— Natural language region descriptions —

=== Begin Enclosure ===

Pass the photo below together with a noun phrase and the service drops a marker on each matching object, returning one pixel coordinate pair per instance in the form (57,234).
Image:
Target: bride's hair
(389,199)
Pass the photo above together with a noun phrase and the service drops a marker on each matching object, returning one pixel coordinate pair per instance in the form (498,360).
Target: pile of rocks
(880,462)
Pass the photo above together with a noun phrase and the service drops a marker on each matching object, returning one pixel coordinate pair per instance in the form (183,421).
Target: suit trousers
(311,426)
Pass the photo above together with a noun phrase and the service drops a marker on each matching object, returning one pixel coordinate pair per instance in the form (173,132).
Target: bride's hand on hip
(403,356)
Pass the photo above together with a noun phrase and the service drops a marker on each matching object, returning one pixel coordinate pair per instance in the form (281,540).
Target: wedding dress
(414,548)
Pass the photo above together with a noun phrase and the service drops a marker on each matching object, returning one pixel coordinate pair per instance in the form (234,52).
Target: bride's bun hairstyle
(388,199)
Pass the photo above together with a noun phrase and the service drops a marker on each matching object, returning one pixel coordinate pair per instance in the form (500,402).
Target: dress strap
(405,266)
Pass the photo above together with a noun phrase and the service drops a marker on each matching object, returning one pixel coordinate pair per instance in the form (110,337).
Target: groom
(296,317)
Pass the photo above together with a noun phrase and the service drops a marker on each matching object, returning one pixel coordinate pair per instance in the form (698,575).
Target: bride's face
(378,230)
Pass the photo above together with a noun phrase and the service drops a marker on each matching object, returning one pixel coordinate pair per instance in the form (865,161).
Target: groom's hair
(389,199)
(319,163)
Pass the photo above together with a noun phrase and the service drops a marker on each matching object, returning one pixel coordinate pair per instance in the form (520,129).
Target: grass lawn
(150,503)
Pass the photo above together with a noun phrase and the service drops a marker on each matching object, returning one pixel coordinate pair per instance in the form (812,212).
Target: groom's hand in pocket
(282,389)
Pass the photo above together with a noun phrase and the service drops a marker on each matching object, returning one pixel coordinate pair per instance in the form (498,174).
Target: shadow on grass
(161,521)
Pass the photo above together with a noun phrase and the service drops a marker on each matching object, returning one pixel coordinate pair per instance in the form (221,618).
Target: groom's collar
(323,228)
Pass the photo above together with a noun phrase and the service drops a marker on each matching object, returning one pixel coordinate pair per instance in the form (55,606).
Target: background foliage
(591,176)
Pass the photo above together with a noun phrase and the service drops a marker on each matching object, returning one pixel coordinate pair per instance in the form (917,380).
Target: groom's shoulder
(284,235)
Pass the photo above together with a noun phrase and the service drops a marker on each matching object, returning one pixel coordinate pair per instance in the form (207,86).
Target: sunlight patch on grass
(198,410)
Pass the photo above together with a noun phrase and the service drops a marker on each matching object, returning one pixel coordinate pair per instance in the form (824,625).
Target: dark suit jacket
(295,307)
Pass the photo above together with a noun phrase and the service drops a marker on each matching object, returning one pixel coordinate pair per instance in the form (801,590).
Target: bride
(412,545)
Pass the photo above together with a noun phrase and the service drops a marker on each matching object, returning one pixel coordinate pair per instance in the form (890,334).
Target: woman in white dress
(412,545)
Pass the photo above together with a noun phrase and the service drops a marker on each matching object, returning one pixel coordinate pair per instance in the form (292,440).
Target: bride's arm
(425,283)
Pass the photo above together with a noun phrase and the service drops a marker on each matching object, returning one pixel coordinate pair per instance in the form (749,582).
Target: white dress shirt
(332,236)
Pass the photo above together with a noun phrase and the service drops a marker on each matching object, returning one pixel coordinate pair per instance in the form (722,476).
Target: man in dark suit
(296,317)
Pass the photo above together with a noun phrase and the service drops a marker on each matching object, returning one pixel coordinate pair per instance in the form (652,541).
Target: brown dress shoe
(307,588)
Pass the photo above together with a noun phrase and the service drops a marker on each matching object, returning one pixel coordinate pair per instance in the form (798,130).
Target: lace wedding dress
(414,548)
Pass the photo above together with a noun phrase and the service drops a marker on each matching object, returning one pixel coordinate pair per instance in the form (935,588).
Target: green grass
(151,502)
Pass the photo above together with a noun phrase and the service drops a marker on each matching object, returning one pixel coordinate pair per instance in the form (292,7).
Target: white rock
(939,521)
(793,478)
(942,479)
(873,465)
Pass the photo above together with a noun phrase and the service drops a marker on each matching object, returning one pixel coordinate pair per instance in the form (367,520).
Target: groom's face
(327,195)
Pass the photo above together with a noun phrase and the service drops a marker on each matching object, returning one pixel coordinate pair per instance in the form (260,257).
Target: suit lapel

=== End Enclosure ===

— TO DO —
All of the entries above should be written out verbatim.

— YOUR RESPONSE —
Pass the photo below together with a noun phrase and the service drops a marker on each matching object, returning one pixel coordinate pair per instance in the form (57,234).
Image:
Target: bride's hair
(389,199)
Pass the photo above together with a noun phrase and the service drops a marker on each matching object, returning one pixel coordinate pair per instance in the form (498,360).
Target: pile of rocks
(880,462)
Pass the photo above together with a noun phrase and the service drops a marker on each matching object, returning one pixel coordinate pair per instance in the form (183,421).
Target: suit trousers
(311,426)
Pass the photo above together with a noun phrase and the service drops a marker on each matching object, returning one pixel coordinate pair per instance in the form (173,132).
Target: bride's hand on hip
(403,356)
Pass the photo above together with a noun phrase and the service drops a marker on each matching object, returning one pixel coordinate pair per instance in the form (281,540).
Target: wedding dress
(414,548)
Pass the photo above together with a noun phrase and the service drops a marker on each matching object, returning one pixel coordinate pair per instance in the form (234,52).
Target: bride's bun hairstyle
(388,199)
Pass the photo above together with a noun phrase and the service drops a marker on each matching object, returning one pixel coordinate pair per instance in the form (500,402).
Target: dress strap
(405,266)
Pass the photo above together with a noun phrase and the service drops a marker on each matching object, returning one pixel coordinate pair per instance in the form (110,337).
Target: groom
(296,317)
Pass the photo above together with a noun phrase and the service drops a marker on each matching object, returning one pixel coordinate pair per instance in the form (698,575).
Target: bride's face
(378,230)
Pass the photo above together with a noun phrase and the service drops a marker on each matching object, returning one pixel coordinate pair per instance in the form (865,161).
Target: groom's hair
(389,199)
(319,163)
Pass the photo above together with a noun phrase and the service drops a marker on each matching object, returning one pixel coordinate pair per instance in the form (520,129).
Target: grass lawn
(150,503)
Pass the photo above together with a noun phrase and the service drops a marker on each matching object, returning one pixel coordinate pair per instance in the form (812,212).
Target: groom's hand in pocket
(282,389)
Pass the photo above together with a noun phrase and the service drops a marker on each matching object, returning one pixel coordinate pair per instance in the form (498,174).
Target: shadow on grass
(161,521)
Pass the photo above together with a noun phrase and the service drops a marker on each matching object, returning one pixel coordinate pair per instance in the form (221,618).
Target: groom's collar
(323,228)
Pass the photo above together with a noun phrase and the service drops a marker on each matching object, returning one pixel coordinate pair per instance in the form (55,606).
Target: background foliage
(591,176)
Pass the photo above together with a noun phrase and the service drops a marker on each matching object, returning one pixel coordinate pair per instance in the form (917,380).
Target: groom's shoulder
(284,235)
Pass the photo above together with a noun phrase and the service drops a marker on each matching object, returning one pixel coordinate pair per instance in the form (207,86).
Target: sunlight patch on grass
(198,410)
Pass the photo above together with a noun phrase and the service drops a marker on each matching object, returning one pixel coordinate pair per instance in the form (824,625).
Target: dark suit jacket
(295,307)
Pass the photo above together with a noun phrase and the service drops a marker on each matching object, returning one pixel coordinate pair per instance in the form (801,590).
Target: bride
(412,545)
Pass the photo above together with a noun phrase and the service drops a marker on each matching object, returning one pixel coordinate pair per instance in the form (890,334).
Target: woman in white dress
(412,545)
Pass the photo above together with a noun phrase and the service drops a marker on each matching object, returning one pixel coordinate pair per instance in the form (292,440).
Target: bride's arm
(425,283)
Pass the photo above together with a noun phrase and the service drops a marker on each matching object, returning one pixel coordinate pair per instance in the form (749,582).
Target: white dress shirt
(332,236)
Pass the photo above together with a noun phrase and the service drops a marker on each matching object, returning one pixel coordinate pair per instance in the form (722,476).
Target: man in dark suit
(296,317)
Pass the photo above together with a noun phrase and the service drops a marker on each matching object, returning one pixel coordinate pair per instance in the form (652,541).
Target: brown dress shoe
(307,588)
Pass the photo above together with a noun phrase and the service drops a marker on each matching object, returning one pixel coordinate pair per instance in the form (798,130).
Target: lace wedding dress
(414,548)
Pass the photo above together with a noun phrase and the service drops a marker on each matching object, returning one pixel coordinate pair per instance in the form (935,588).
Target: green grass
(151,502)
Pass the photo above together with a noun phrase and the service drops a marker on each matching object, returning one pixel coordinate pair per instance in the form (292,7).
Target: white rock
(939,521)
(793,478)
(942,479)
(873,465)
Pass the photo above together with a noun phrase and the service drops a marker on each matching object, returning one pixel coordinate pair per instance in the form (367,520).
Target: groom's face
(327,195)
Pass the photo above together with a noun phrase and the service drops a marker on each matching object, returning one pixel coordinate pair per instance in the form (260,257).
Target: suit lapel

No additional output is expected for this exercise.